ACTIVITY
Every record below needs to be printed again exactly.

RECORDS PROVIDED

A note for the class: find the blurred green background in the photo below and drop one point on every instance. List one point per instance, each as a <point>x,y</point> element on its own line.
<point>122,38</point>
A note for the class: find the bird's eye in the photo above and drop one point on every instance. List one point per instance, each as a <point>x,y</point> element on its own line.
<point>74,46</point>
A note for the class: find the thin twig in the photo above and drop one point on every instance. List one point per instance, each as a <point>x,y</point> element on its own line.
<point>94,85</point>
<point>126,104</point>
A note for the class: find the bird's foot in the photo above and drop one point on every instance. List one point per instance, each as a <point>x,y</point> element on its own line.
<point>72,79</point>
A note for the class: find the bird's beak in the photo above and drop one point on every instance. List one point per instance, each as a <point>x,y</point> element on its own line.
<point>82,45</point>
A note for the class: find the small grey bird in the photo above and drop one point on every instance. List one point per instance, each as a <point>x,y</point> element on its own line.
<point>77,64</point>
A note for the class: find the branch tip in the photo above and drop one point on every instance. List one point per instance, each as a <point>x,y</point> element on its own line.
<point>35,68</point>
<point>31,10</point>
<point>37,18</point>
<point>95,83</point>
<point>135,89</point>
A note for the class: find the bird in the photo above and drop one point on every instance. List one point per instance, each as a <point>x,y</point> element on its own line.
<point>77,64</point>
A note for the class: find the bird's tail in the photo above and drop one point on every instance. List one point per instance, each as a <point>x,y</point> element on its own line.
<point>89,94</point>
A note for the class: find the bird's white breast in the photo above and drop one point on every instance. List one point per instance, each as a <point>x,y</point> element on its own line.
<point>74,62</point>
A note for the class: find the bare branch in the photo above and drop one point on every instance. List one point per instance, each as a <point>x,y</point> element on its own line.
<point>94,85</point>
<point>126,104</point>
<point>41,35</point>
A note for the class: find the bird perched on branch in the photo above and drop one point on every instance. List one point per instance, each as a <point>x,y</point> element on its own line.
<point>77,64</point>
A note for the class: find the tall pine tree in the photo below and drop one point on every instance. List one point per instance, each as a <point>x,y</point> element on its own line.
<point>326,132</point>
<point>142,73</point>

OUTPUT OF THE EXERCISE
A note for the class: find the blurred green background in the photo below and drop one point on every instance. List one point per instance, each as a <point>x,y</point> element on its own line.
<point>122,38</point>
A note for the class: find the bird's eye in the photo above and drop one point on every instance. List one point per instance, each as a <point>x,y</point> element on its own line.
<point>74,46</point>
A note for the class: find the thin twig in the photo above and drop one point on every instance. List one point per instance, each as a <point>x,y</point> element on its own line.
<point>94,85</point>
<point>126,104</point>
A note for the class: find the bird's foot in the photo above and drop one point on every instance. List one point per instance, each as a <point>x,y</point> element on its own line.
<point>72,79</point>
A note for the class: find the bird's beak in the photo above and drop one point on every instance. List one point per instance, each as a <point>x,y</point> element on its own line.
<point>82,45</point>
A note for the class: find the small grey bird in the photo above and drop one point on every instance. List one point per instance, each as a <point>x,y</point> element on its own line.
<point>77,64</point>
A note for the class: find the branch tip in the photo above and drop one point on every instance. List one point per instance, each as a <point>x,y</point> element on its own line.
<point>35,68</point>
<point>31,10</point>
<point>37,18</point>
<point>95,83</point>
<point>135,89</point>
A note for the class: find the bird in the photo above and drop one point on every instance. List one point per instance, each as a <point>x,y</point> element on its own line.
<point>77,64</point>
A note for the class: find the bird's tail in the photo above and drop one point on every instance. List one point per instance, each as a <point>x,y</point> element on its own line.
<point>89,94</point>
A note for the class: find the bird's white breast in the photo above and drop one point on every instance. List one point per instance, each as a <point>x,y</point> element on its own line.
<point>74,62</point>
A note for the class: find the bare branch in the photo above and drop one point on every instance. List one point per instance, each as a <point>x,y</point> element on its own line.
<point>94,85</point>
<point>126,104</point>
<point>41,35</point>
A note for the class: find the bird perched on branch in the photo above and drop one point on every instance. List one point per instance, each as a <point>x,y</point> element on its own line.
<point>77,64</point>
A note for the class: find the tall pine tree in the photo below and drop one point on every instance. List one point per instance, each as a <point>x,y</point> element on its own line.
<point>326,132</point>
<point>142,73</point>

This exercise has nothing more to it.